● Goal of the exercise: Each record that follows is to be transcribed exactly, excluding its images.

========================

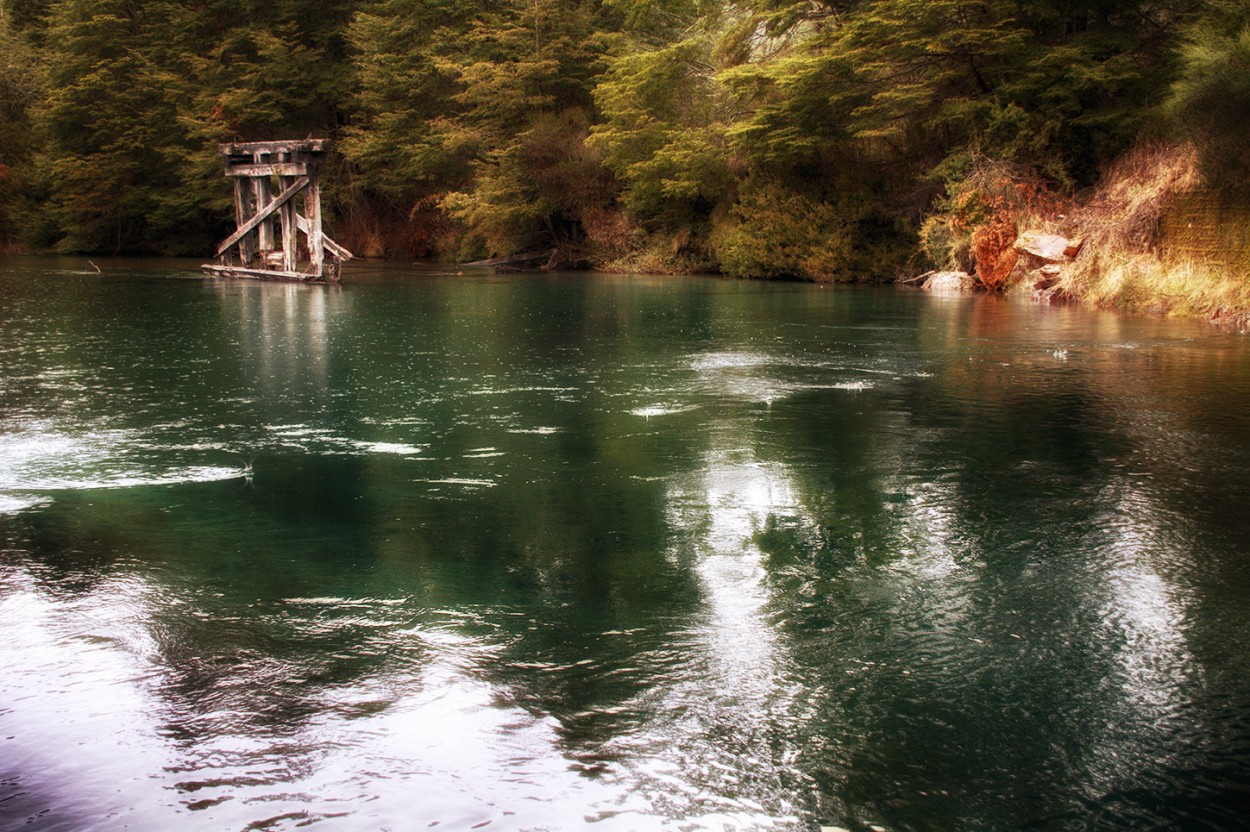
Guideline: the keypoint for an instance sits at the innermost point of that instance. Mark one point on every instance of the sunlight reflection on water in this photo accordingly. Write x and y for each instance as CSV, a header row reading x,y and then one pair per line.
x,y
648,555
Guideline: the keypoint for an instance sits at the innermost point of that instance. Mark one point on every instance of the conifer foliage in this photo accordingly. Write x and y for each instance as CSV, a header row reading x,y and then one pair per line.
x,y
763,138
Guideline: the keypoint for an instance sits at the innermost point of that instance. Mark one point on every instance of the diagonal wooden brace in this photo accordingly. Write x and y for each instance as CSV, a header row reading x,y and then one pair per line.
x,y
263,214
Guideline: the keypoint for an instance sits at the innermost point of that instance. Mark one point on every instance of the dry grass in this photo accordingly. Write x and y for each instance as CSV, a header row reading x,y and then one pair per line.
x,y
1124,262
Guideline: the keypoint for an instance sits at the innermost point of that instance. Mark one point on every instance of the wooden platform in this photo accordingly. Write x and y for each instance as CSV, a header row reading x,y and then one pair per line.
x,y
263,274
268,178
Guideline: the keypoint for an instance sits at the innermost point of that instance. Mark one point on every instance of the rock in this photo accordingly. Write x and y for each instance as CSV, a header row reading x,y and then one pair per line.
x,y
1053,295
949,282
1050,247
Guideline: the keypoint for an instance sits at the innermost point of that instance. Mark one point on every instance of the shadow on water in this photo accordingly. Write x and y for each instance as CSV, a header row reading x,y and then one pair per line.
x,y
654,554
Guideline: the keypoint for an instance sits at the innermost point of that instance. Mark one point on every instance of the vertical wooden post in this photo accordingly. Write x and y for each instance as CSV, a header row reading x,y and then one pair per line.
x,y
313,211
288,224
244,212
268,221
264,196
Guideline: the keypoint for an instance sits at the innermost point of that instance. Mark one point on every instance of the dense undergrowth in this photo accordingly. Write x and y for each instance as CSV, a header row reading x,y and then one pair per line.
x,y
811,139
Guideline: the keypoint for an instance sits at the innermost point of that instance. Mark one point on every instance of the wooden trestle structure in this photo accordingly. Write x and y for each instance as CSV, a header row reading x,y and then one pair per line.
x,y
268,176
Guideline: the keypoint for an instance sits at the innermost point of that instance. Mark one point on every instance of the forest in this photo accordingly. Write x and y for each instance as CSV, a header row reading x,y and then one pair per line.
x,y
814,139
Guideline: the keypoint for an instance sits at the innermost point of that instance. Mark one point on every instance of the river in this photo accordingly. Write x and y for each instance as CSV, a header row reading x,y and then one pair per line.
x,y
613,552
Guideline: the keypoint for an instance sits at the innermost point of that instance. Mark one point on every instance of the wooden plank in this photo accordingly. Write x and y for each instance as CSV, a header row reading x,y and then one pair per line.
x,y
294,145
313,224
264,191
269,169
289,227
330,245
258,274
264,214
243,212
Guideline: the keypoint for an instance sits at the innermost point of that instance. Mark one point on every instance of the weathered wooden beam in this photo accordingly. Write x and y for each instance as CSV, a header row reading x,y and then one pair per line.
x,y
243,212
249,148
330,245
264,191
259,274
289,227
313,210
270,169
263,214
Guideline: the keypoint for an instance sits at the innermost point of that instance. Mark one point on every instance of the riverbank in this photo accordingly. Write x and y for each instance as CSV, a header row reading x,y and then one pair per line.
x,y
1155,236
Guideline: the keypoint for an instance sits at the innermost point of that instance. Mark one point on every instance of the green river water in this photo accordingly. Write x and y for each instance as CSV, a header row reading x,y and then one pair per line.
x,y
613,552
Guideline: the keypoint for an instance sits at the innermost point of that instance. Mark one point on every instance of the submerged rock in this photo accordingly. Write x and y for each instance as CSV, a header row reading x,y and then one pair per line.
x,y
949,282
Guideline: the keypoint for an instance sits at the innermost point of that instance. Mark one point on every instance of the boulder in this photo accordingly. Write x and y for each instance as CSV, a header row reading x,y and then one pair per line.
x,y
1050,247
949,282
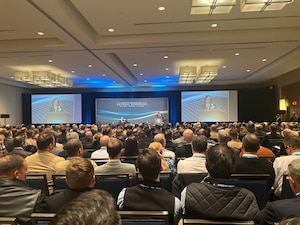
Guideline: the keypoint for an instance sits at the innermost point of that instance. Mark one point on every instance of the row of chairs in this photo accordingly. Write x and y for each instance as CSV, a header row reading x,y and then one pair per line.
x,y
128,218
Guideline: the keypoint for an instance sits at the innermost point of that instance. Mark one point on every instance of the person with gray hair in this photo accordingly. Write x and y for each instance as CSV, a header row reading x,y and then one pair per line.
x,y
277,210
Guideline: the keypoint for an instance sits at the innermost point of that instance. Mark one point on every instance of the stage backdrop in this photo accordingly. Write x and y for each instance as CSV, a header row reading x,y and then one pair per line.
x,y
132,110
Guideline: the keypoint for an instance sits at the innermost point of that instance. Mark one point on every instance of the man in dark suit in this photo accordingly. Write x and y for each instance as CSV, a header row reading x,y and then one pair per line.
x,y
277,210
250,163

========================

● Answer space:
Guideline: the keypoint for an instance sits at the innermost point of that instance. Mark one point on every instance of the sunlight reflection on water in this photo accordingly. Write x and y for each instance as CSV, a header row reading x,y and then one pair per line.
x,y
648,555
Guideline: the keypoint for an instance sits at the innermost point of that instance. Mark one point on every instance of the conifer foliage in this photo accordingly. Write x and y for each instance as CSV, a header row reading x,y and then one pair per line.
x,y
763,138
Guideline: the keypoint for an instance sits at the innermost point of that instance. Mark one point on every instance of the diagonal wooden brace in this photo accordingly. Write x and y for each instance as CSV, a header row reading x,y and then one pair per line.
x,y
263,214
Guideline: the keypoint for an instance sits at the innermost point of that instance. Mark one point on every instance of the dry grass in this photo accordingly. Write x and y for each instance as CSV, a header row reading x,y and then one pair per line.
x,y
1124,262
Guideline: the keypoint for an instance sits at the innermost point of that instance. Mark one point on every instance of the wooden platform in this photo accordingly. Write x and y for each instance as CSV, a header row reading x,y and then one pair per line.
x,y
263,274
268,178
Guideline: the keypoint for an instance sits at the innermost point of that instance. Mark one point on every instance of the rock in this photo accordingly. Write x and y for each instance as CSV, a header row reading x,y and then one pair per line.
x,y
1053,295
949,282
1050,247
Guideline: the keypoint for an instance sits at the innermost point of that instance. Mark one point on every instance of the shadow on water in this photo accordingly. Write x and y for each instance as CSV, a header row reading x,y and then one pair per line.
x,y
654,554
Guideline: the keypoint for an instance sits at the innermost point of that instance. Mark one point on every instance of the vertical wooden post in this photo accordingly. Write x and y for each instance as CSV, a header row reading x,y and then one pair per line.
x,y
313,211
288,224
244,212
268,221
264,196
Guideline: the keypoint for an instance sits at the innermost point of that instance. Mark one point on every instance of the dense undergrowth in this photo accordingly. Write x and y for each instance as CSV, a header row reading x,y and then one pair per line.
x,y
811,139
Guideline: the keypoint for an instance sits at the innermost point of that instance. Mark one point on every instance of the wooden trestle structure in this photo accordingly. Write x and y for each instance as CSV, a header row reading x,y and then one pair per line.
x,y
268,176
Guideline: the keypoint for an instance sits at the innermost point of that instance. Mark one point on every instance of the forest in this photo accordingly. Write x and y for each instance as CSV, a header row reading x,y and then one pair per line.
x,y
814,139
Guideline: the keypoint for an instance sits at the innermost point of that instance. Mark one point on every instance of the river in this photo accordingly. Write x and y for each instance as CSV, a header row reading x,y and then one pair per line.
x,y
613,552
Guideline: the keypoint for an instance sits at the innermost point of that instance. Mark one point on every instance of the wooden plank in this photo accordingly. Write x and y for each instance as CSV, a header row reading x,y and then one pair per line.
x,y
294,145
313,224
264,191
269,169
289,227
330,245
258,274
264,214
243,212
Guideline: the keypoint for an instance sits at the innermost point of that instance. Mark one point on every instance of the weathered wooden beam in this photo accordingly. Write x and y for each instance as CSV, a header row reading x,y and then one pair per line.
x,y
243,212
249,148
330,245
264,191
259,274
289,227
313,210
270,169
263,214
Guideline: the keypoint for an instance sits at the innermost point of that instance. Mark one point on every instance of the riverbank in this photo accordingly. Write x and y for each instance as CSV, a header row reading x,y and then one pair per line.
x,y
1155,236
Guideline: the keypoint for an instance sits at the innermost point of that instance. Mark one point on every instance of the green river water in this photo accordingly. Write x and y for each instance as CSV, a header row reading x,y and then one pair per line.
x,y
613,552
Guideline: the keypoint for an instance sits at the innermost point of that instance. Mark one point on every instance of the submerged rock in this photo accordingly. Write x and y for each instance as CSV, a header row reading x,y and then one pair per line.
x,y
949,282
Guideline: the keypoint for an instance sits at the innermost point of that instance. Mark one point on every instance of the boulder in this photo accordingly. Write x and y for each instance as CSV, a header row reading x,y and then one pair per line.
x,y
1050,247
949,282
Guideline: the keypoint for an instance sits at the innermost point of that instance. Mark one point on every instance of the row of chairs in this photo accordingly. Write x and y for each instance as CSV, a header row reading x,y and then one pair per line.
x,y
128,218
Guideline: the keypoint for an instance sits at the innermost point of that instance. Mark one point on every instance of the person with gray hair in this photo accordingly. Write x and y for each instance as CSV, a header row reading x,y and then one pair per line.
x,y
277,210
Guideline: the keypoint for an instance sits at the innermost point of that instance. Mark one point on every instance of the stage backdrop in this photo accordingly. Write x and y for each instance as CSV, a header row reading x,y and then one pair per line.
x,y
132,110
Guideline: the keypoint for an instance sits at the innermost point of that instance. Mark one point on every instance of the man in dark suit in this photo accordingly. Write x and y for each instance as CSV, a header row reading x,y and then one pair per line.
x,y
277,210
250,163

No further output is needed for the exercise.